[START EXTRACTED TEXT]

Matthew Biberman writer of nonfiction (memoir), fiction and literary theory

Macbeth at the Globe, 1611: What Simon Forman Saw

November 9, 2008, 8:03 am

The astrologer Simon Forman went to the Globe on Saturday April 10th, 1611 and later wrote about it in his diary.  Although it is tempting to paste in the entire account, I am going to drop it in in snippets in order to highlight my thoughts about its implications.

Forman begins:

“ther was to be obserued, firste, howe Mackbeth and Bancko, 2 noble men of Scotland, Ridinge thorowe a wod, the[r] stode before them 3 women feiries or Nimphes, And saluted Mackbeth, sayinge, 3 tyms vnto him, haille mackbeth, King of Codon ; for thon shalt be a kinge, but shalt beget No kinge, &c. then said Bancko, what all to mackbeth And nothing to me. Yes, said the nimphes, haille to thee Banko, thou shalt beget kinges, yet be no kinge. And so they departed & cam to the courte of Scotland to Dunkin king of Scotes, and yt was in the dais of Edward the Confessor.”

Most critics who have taken note of Forman’s account focus on his mention of horses.  Yet thanks to the scholarship of Dessen and Thomson, we have identified two plays—Alarum for London (1599) and the Late Lancashire Witches (1634) that were both staged at the Globe and also call for a horse to appear. Despite that, pretty much everyone continues to insist that it is implausible that horses were involved and that Forman has conflated his play experience with the account of Macbeth’s reign given in Shakespeare’s source--Holinshed, where there is a woodcut that shows Macbeth and Banquo on horseback with the “weird sisters.”  

http://commons.wikimedia.org/wiki/Image:Macbeth_and_Banquo_encountering_...

In his comments on Forman in the Oxford Collected Middleton (in which Macbeth now appears as an adapted text), Gary Taylor concedes that “Anything not mentioned by Forman could be an addition” (388).  Yet his musings on this subject are very conservative. For example, Taylor has not mulled over the fact that Forman has the play begin with what in Shakespeare’s Folio is Act I Scene III.  In the Folio, the Witches start the play with a brief bit about when they shall meet again—there on the heath to met with Macbeth (I.i).  We then proceed to a scene (I.ii) where we meet King Duncan on a nondescript battlefield and watch him receive reports from concluded battles, one against Macdonwald, another against Norway assisted by that most disloyal traitor, the thane of Cawdor.  Only then do we get the scene with Macbeth and Banquo encountering witches, except, as critics have noted, in Forman’s account they are not characterized as witches but as nymphs or fairies.

I am sure RR readers can see where I am going with this line of speculation, but before I continue, it is worth noting some Shakespeare stats: first Macbeth is 2477 lines long in the Folio. This total includes Act 3, Scene 5 (virtually always cut now) featuring Hecate and the song O Come Away, the full text of which appears only in Middleton’s play The Witch (which features a scene stealing Hecate).  This line count also includes all of Act 4, scene 1 where Macbeth visits the witches, a scene that as printed includes Hecate’s second appearance and a directive for two songs, one with the witches circling the pot and another at scene’s end to “cheer . . . up” Macbeth (once again, this material is usually cut).   So, Macbeth’s line count—as now staged—shrinks even further—to 2049 lines long, making it the second shortest play in the canon behind only the early Comedy of Errors (1778).

[END EXTRACTED TEXT]
[START LISTED ENTRIES]

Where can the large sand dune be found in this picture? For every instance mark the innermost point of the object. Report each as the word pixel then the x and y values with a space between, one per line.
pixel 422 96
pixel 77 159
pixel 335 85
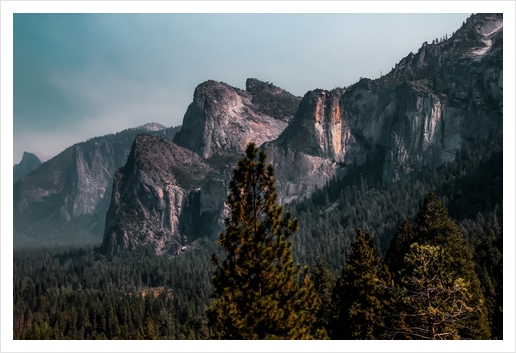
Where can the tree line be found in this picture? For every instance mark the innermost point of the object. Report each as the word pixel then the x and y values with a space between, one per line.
pixel 79 294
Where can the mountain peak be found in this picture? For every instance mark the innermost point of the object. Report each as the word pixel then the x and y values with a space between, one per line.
pixel 151 127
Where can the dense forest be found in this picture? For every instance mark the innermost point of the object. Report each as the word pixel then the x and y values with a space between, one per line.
pixel 77 293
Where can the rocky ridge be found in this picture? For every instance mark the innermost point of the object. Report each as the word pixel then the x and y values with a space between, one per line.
pixel 153 198
pixel 222 119
pixel 65 199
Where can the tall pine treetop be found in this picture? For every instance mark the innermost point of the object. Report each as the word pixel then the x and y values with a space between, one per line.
pixel 259 292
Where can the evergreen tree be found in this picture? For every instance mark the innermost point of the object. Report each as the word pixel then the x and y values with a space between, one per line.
pixel 324 282
pixel 360 296
pixel 400 246
pixel 436 303
pixel 439 262
pixel 259 292
pixel 434 227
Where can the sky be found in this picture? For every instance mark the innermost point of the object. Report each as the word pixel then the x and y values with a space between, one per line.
pixel 77 76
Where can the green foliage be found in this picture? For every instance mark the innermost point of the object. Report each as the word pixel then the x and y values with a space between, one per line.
pixel 324 282
pixel 441 296
pixel 257 291
pixel 74 293
pixel 361 297
pixel 437 304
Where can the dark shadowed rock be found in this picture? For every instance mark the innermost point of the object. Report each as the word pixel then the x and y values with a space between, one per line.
pixel 65 200
pixel 156 198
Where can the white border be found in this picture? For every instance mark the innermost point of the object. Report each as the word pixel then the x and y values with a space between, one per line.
pixel 9 7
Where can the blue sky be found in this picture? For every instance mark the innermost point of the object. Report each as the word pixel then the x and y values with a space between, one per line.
pixel 82 75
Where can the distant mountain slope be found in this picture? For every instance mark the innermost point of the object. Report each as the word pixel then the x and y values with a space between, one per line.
pixel 65 200
pixel 29 162
pixel 431 106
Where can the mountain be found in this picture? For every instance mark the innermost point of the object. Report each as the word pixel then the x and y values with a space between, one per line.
pixel 29 162
pixel 154 197
pixel 431 106
pixel 222 119
pixel 420 115
pixel 65 200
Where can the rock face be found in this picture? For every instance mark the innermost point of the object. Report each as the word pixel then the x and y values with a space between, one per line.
pixel 155 198
pixel 222 119
pixel 29 162
pixel 432 105
pixel 65 200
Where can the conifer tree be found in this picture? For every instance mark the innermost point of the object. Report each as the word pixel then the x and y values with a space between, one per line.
pixel 436 303
pixel 259 292
pixel 360 296
pixel 438 262
pixel 399 247
pixel 434 227
pixel 324 282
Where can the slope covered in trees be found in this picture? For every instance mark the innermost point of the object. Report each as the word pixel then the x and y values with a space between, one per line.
pixel 77 293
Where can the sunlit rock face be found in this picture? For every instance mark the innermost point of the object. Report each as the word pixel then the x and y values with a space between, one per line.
pixel 155 198
pixel 65 199
pixel 430 106
pixel 223 119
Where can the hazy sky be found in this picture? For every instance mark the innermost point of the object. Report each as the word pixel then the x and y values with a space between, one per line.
pixel 78 76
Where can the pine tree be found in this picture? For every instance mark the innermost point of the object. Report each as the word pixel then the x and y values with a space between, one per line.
pixel 399 247
pixel 438 258
pixel 360 296
pixel 259 292
pixel 434 226
pixel 436 303
pixel 324 282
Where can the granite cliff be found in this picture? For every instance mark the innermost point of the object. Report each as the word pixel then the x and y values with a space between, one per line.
pixel 222 119
pixel 65 200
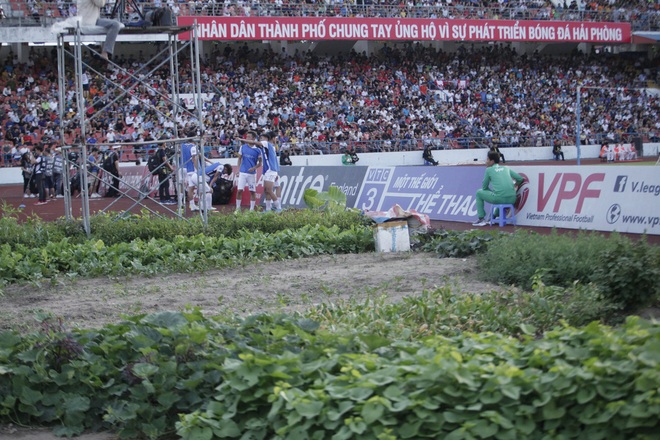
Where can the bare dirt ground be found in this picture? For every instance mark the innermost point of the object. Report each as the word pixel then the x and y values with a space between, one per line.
pixel 279 286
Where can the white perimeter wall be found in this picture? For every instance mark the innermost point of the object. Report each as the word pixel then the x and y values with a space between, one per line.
pixel 401 158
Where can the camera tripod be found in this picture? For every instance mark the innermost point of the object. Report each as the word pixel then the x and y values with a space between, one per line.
pixel 119 10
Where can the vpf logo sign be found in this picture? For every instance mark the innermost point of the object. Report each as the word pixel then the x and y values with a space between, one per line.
pixel 568 186
pixel 620 183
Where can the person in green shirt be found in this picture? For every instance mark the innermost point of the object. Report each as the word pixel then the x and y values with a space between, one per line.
pixel 497 186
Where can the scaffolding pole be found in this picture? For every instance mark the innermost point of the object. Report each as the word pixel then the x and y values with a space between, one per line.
pixel 72 66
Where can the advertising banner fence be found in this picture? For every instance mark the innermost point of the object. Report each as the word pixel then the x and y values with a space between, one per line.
pixel 403 29
pixel 295 180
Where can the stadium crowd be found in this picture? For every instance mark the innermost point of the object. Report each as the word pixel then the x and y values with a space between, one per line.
pixel 642 14
pixel 397 99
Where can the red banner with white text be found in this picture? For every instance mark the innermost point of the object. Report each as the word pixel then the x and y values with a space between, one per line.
pixel 403 29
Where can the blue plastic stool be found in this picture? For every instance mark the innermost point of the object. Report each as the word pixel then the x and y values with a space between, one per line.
pixel 502 219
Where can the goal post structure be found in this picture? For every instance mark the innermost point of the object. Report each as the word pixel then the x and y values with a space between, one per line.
pixel 71 65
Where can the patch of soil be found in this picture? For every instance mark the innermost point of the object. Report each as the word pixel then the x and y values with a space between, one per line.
pixel 277 286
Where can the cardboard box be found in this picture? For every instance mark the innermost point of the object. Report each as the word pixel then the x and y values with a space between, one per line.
pixel 392 236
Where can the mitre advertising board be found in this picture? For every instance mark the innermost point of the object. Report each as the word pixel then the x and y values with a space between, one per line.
pixel 403 29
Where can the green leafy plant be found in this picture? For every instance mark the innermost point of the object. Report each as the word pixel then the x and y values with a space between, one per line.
pixel 279 376
pixel 629 274
pixel 333 201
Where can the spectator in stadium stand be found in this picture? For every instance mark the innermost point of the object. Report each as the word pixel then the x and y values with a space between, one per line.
pixel 556 150
pixel 496 149
pixel 285 159
pixel 311 96
pixel 428 156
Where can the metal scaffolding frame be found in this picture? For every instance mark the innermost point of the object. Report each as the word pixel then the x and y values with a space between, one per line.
pixel 70 72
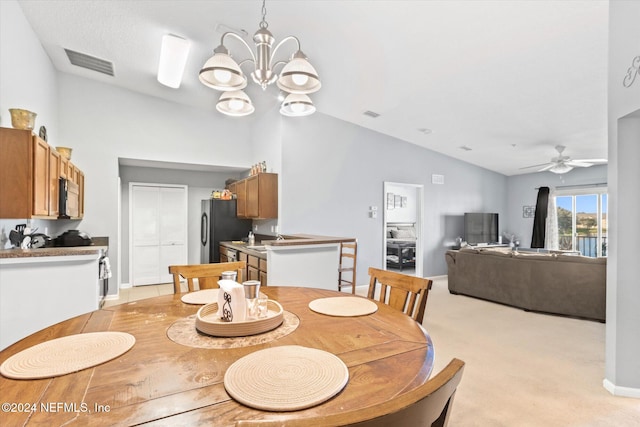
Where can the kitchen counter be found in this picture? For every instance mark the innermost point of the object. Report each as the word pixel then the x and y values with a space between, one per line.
pixel 297 260
pixel 242 247
pixel 306 239
pixel 289 240
pixel 52 251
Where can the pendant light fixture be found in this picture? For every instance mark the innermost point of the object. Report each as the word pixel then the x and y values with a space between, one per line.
pixel 297 77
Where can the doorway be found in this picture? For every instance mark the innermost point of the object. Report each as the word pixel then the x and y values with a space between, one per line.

[END LISTED ENTRIES]

JOBS =
1: According to the post about Simon Forman's account of Macbeth, which two plays staged at the Globe also call for a horse to appear?
2: Go on with the post about Simon Forman's account of Macbeth, starting after its final sentence.

OUTPUTS IN ORDER =
1: Alarum for London (1599) and the Late Lancashire Witches (1634).

2:
Furthermore, Macbeth is traditionally placed as having been written around 1606, that is after Lear (3499 lines) and before Anthony and Cleopatra (3578), plays with line counts that are typical for Shakespeare’s tragedies and for the plays cranked out around from 1600 to 1610, lets say.  The conclusion I am driving at is clear: as Taylor explains, “it seems likely that anywhere from 700 to 1200 lines have been cut” by Middleton from Macbeth as we now have it (386).  Taylor concludes with this guess: “Just as Coriolanus (1608, 3824 lines) has a sustained battle sequence in Act One, so Macbeth as written by Shakespeare might have staged some of the material which 1.2 narrates” (387).

Perhaps.  But that is not what Forman records.  Instead he has Macbeth and Banquo arrive at Duncan’s court.  Of course once again, this is a major discrepancy with the text preserved in the folio where we never set foot in Duncan’s castle.  I would suggest that it is likely that Macbeth as written by Shakespeare opened with Macbeth and Banquo entering the Globe’s pit from the rear on horseback.  The weird sisters come out on stage.  The actors dismount and make their way up on stage.  The horses are led away, having kicked the show off with a bang.  The scene concludes roughly where Ross enters in the Folio in response to Banquo’s line, “Who’s there?” In its place Shakespeare had some concluding banter between Macbeth and Banquo about the prophecies as they exit the stage.  

Next Duncan appears and makes comments that establish the new scene as his court.  Here I think the plot would unspool in a way similar to Othello.  That is, we would learn that Scotland is under assault, by Norway and traitors unknown, and that Duncan greets and then charges his two best generals—Macbeth and Banquo—to mount a successful defense.

Next would follow Taylor’s conjectured battle scenes.  However it is worth pointing out that Forman’s account does not mention them.  Perhaps they bored him.  I would conjecture that they proceed not unlike the end of Julius Ceasar where Cassuis and Brutus divide their forces to fight Octavius, Anthony, and Pompey.  If so it would help explain a detail that has always perplexed me--Macbeth’s surprise at learning that he is the new Thane of Cawdor.  After all, in the previous scene, Ross tells us that “the thane of Cawdor began a dismal conflict / till that Bellona’s Bridegroom lapped in proof / confronted him . . .”  

Practically all editions of Macbeth gloss “Bellona’s Bridegroom” as Macbeth—yet that attribution raises a real question: how can Macbeth then claim  when Ross greets him as the new thane of Cawdor in the very next scene that “the thane of Cawdor lives!”  

But what if when Macbeth and Banquo are dispatched, we do not know who is the traitor working with Norway and what if Macbeth fights Macdonwald and Banquo fights Norway and discovers in the battle that the traitor is Cawdor.  Then Duncan bestows Cawdor’s title to Macbeth.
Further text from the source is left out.